--- start TASK INPUT ---
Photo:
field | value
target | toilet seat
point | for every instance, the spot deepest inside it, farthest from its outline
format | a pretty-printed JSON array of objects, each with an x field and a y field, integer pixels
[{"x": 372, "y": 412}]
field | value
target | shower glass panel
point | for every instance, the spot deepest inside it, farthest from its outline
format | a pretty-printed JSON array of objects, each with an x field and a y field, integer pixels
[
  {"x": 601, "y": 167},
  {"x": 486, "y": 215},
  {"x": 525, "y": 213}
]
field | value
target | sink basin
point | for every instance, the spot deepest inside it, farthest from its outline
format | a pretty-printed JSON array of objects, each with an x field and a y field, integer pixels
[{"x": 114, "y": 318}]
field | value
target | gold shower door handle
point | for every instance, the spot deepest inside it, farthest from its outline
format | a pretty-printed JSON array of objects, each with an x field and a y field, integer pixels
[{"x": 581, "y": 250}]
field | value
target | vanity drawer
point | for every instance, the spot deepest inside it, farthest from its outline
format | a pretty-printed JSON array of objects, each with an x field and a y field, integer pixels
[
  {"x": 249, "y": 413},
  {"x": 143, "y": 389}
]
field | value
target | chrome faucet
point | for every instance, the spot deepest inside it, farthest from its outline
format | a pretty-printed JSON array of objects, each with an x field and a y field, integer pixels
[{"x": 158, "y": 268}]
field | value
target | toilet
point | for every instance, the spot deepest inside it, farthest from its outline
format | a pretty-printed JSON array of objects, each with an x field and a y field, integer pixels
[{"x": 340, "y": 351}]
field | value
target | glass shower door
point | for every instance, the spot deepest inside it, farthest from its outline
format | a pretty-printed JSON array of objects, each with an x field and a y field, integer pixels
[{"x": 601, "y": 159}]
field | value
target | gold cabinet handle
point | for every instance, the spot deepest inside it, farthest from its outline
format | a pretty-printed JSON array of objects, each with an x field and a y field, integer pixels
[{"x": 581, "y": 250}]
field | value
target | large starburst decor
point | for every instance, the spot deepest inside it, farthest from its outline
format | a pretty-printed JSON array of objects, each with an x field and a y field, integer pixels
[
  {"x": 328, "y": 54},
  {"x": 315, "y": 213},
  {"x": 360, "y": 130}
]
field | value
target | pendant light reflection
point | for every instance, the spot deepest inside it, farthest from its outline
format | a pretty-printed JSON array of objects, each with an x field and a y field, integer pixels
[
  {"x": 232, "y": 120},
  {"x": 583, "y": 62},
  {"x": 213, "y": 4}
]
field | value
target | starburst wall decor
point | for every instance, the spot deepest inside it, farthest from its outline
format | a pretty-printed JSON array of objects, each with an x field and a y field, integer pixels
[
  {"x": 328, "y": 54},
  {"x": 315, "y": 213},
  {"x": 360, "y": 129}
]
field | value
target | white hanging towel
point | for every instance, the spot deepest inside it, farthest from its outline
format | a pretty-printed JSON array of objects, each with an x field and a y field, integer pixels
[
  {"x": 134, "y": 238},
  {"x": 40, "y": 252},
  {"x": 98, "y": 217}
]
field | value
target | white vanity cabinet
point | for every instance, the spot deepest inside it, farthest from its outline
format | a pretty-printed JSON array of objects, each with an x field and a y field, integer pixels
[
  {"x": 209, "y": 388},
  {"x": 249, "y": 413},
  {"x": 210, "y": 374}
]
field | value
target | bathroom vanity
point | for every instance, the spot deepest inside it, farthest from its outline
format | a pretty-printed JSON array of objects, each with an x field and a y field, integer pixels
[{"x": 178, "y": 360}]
--- end TASK INPUT ---
PROBLEM DESCRIPTION - Write out every entry exactly as given.

TASK OUTPUT -
Photo:
field | value
target | toilet seat
point | for every instance, the spot deepest inside it, farthest from its outline
format | a pretty-printed JSON array of objects, each with an x field and a y field, integer pixels
[{"x": 372, "y": 412}]
field | value
target | shower glass panel
point | for every instance, the spot deepest inside it, farthest from its outline
format | a pretty-printed JSON array of objects, each with an x field and a y field, integer pixels
[
  {"x": 601, "y": 167},
  {"x": 486, "y": 215},
  {"x": 525, "y": 213}
]
field | value
target | sink basin
point | for every instance, the spot deepest inside it, farthest from its outline
format | a pretty-printed JSON array of objects, each with an x field and a y field, integer pixels
[{"x": 114, "y": 318}]
field | value
target | gold shower door handle
point | for every instance, the spot deepest inside it, farthest from its outline
format | a pretty-printed JSON array of objects, each with an x field and a y field, integer pixels
[{"x": 581, "y": 250}]
field | value
target | vanity drawer
point | for every instance, the spot deepest inside it, farthest from its outline
format | a pretty-printed JSON array of objects, each with an x field and a y field, integer pixels
[
  {"x": 249, "y": 413},
  {"x": 143, "y": 389}
]
field | value
target | chrome faucet
point | for every instance, the spot deepest inside it, farthest from its outline
format | a pretty-printed JSON array of objects, each with an x field and a y field, integer pixels
[{"x": 158, "y": 268}]
field | value
target | toilet
point | for every instance, the spot deepest inside it, farthest from its outline
format | a pretty-printed JSON array of objects, each with an x field and a y field, integer pixels
[{"x": 340, "y": 351}]
field | value
target | glass shower door
point | for every instance, the spot deepest inside it, farthest from its outline
format | a pretty-printed JSON array of objects, each with an x field and a y field, integer pixels
[{"x": 601, "y": 159}]
field | value
target | gold cabinet handle
point | for every instance, the spot deepest inside it, farthest from its outline
format | a pretty-printed JSON array of objects, each with an x field and a y field, integer pixels
[{"x": 581, "y": 250}]
field | value
target | large starburst decor
point | for every instance, the spot deepest inside it, farthest from its outline
format | a pretty-printed JSON array of objects, each with an x field and a y field, integer pixels
[
  {"x": 328, "y": 54},
  {"x": 315, "y": 213},
  {"x": 360, "y": 130}
]
field | value
target | pendant light reflection
point | for every instance, the spot deepest inside it, farthest from its outline
format | a pretty-printed JSON array of objects, each with an x field and a y field, integer pixels
[
  {"x": 232, "y": 120},
  {"x": 583, "y": 62},
  {"x": 213, "y": 4}
]
field | value
target | starburst wall decor
point | for every instance, the spot deepest inside it, farthest from its outline
format | a pretty-printed JSON array of objects, each with an x field and a y field, integer pixels
[
  {"x": 328, "y": 54},
  {"x": 315, "y": 213},
  {"x": 360, "y": 129}
]
field | value
target | white hanging towel
point | for every instance, the spot deepest inside it, farthest from its outline
format | a pretty-printed JSON array of objects, each with an x field and a y field, integer pixels
[
  {"x": 134, "y": 238},
  {"x": 40, "y": 252},
  {"x": 98, "y": 217}
]
field | value
target | white vanity cabinet
point | for every instance, the spot deepest inside it, farthest from its outline
format | a pretty-printed JSON array of objects, each with an x field and a y field, integer pixels
[
  {"x": 209, "y": 388},
  {"x": 249, "y": 413},
  {"x": 210, "y": 374}
]
field | value
target | bathroom vanity
point | for every instance, the spot deepest inside it, farthest from its outline
format | a pretty-printed JSON array of objects, each with an x field and a y field, integer pixels
[{"x": 178, "y": 360}]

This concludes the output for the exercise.